--- Objective ---
Could you repeat the records starting with the line that contains "Put a point on the utility" and going on through the end of the records, requests included, with every point coordinate in the answers scaled by 0.9 and rounded to whole numbers, halves rounding up? Leave the numbers in the requests and their format samples unchanged.

── Data to process

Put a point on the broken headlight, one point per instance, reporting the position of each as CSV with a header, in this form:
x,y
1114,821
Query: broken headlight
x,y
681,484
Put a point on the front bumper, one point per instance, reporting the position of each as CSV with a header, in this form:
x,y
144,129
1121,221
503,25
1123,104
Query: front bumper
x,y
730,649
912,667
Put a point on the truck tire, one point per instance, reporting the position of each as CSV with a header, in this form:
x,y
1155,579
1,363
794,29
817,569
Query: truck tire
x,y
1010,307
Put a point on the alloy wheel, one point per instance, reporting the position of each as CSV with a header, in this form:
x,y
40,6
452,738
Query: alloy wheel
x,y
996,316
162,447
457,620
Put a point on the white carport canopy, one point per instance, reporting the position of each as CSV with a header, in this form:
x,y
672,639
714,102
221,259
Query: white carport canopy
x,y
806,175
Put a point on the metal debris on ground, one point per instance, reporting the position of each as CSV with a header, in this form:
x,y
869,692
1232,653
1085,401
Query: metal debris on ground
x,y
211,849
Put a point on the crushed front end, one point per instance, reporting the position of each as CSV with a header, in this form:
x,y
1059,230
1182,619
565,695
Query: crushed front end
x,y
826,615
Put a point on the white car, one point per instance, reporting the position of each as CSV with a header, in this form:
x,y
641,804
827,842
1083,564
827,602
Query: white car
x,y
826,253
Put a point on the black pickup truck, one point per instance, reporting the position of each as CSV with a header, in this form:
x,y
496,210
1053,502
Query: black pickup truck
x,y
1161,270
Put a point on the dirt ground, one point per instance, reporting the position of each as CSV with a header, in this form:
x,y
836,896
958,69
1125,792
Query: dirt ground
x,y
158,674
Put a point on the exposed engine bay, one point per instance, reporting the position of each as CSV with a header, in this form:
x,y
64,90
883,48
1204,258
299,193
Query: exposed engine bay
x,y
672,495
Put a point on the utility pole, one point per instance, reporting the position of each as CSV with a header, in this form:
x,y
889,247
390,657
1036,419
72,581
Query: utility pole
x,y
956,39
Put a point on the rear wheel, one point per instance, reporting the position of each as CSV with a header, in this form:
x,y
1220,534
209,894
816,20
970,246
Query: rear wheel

────

--- Exercise solution ---
Put a point on the utility pole, one point per instance, reporting the position of each as CSV with a header, in this form:
x,y
889,247
390,657
1036,419
72,581
Query: utility pole
x,y
860,35
Put a point on the rear wheel, one point per instance, reporting the position of each as CSV with a header, in this form:
x,y
1220,534
209,894
816,20
970,246
Query: rear wheel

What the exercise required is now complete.